------ PASSAGE SHOWN

I
know I said I wouldn’t be posting for a while, but I came across a mention of
Thomas Frank’s The People, NO!: A Brief History of Populism and was able
to get a copy from the library. At 256 pages (excluding notes), it’s a quick
read and very much worth reading.
While
I was reading the book, I was transported to New York in the 1970s. My friend
Mike, whom I’d met in Oklahoma, where he was a VISTA volunteer, and I were on a
crosstown bus going from his mother’s beautiful pre-war rent-controlled Upper West
Side apartment (which was larger than my parents’ house) to an Italian
restaurant we liked in Yorkville. On the way to the bus stop a man was handing
out political flyers, and I took one. At the time New York was probably at its
worst in recent memory. The country was in the grips of stagflation, Gerald
Ford had recently become president and had pardoned Richard Nixon, which was
not a popular move in New York. Add to that the city was close to bankruptcy,
and Consolidated Edison, on which Mike’s mother relied for a good deal of
income, was in a serious financial crisis. It says a lot about the long-term optimism
of those living in that time that people were handing out flyers instead of
throwing Molotov cocktails.
On
the bus I glanced at the flyer, which was about how the working class was
getting shafted. Mike, who had refused to take a pamphlet, asked me why I would
be interested in what it said. I told him I wanted to know what was going on,
and besides, the pamphlet had some really good points. He gave me that
condescending look only a native Manhattanite knows how to give, and said, “Do
you consider yourself working class?” I hadn’t really given it much thought,
but I said, “I work, so I must be working class.” He started in on all the
reasons we were not working class. (Mike was a reporter for a neighborhood
newspaper, so he worked, too.) I couldn’t believe what I was hearing (and from
a former VISTA volunteer at that). All I could say was, “It sounds to me like
you just don’t want to be considered working class,” which elicited a loud
snicker from another passenger and a request from Mike that we change the
subject.
Mike
did very well, married an attorney, and lives in a beautiful condo in Riverdale
that overlooks the Hudson River. He is one of the people who told me I needed
to get my butt in gear and get back to writing, so he gets some credit (or
blame) for this blog.

------------
------ PROVIDED RECORDS

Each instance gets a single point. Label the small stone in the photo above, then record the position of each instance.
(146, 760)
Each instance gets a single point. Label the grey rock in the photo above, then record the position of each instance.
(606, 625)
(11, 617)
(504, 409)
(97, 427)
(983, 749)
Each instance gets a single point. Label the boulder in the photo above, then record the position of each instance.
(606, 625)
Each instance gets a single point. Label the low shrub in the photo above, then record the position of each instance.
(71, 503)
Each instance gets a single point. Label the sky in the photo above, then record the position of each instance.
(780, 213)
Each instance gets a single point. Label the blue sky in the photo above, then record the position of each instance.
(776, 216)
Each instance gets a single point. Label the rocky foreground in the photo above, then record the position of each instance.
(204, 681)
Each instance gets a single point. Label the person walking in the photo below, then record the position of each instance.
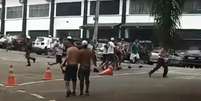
(71, 67)
(85, 57)
(162, 61)
(28, 49)
(111, 52)
(59, 52)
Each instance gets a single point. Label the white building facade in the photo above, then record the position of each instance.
(129, 19)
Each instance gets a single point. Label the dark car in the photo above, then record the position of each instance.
(192, 58)
(176, 58)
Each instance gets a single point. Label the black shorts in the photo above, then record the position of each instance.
(111, 58)
(71, 72)
(84, 72)
(59, 59)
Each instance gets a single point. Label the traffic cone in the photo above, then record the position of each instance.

------------

EXERCISE GOAL: In the blog post, why does the writer say Mike deserves some credit (or blame) for the blog? This material was drawn from a different source than the blog post.

THE SOLUTION: Mike was one of the people who told the writer to get back to writing. That encouragement is why he gets some credit, or blame, for the blog.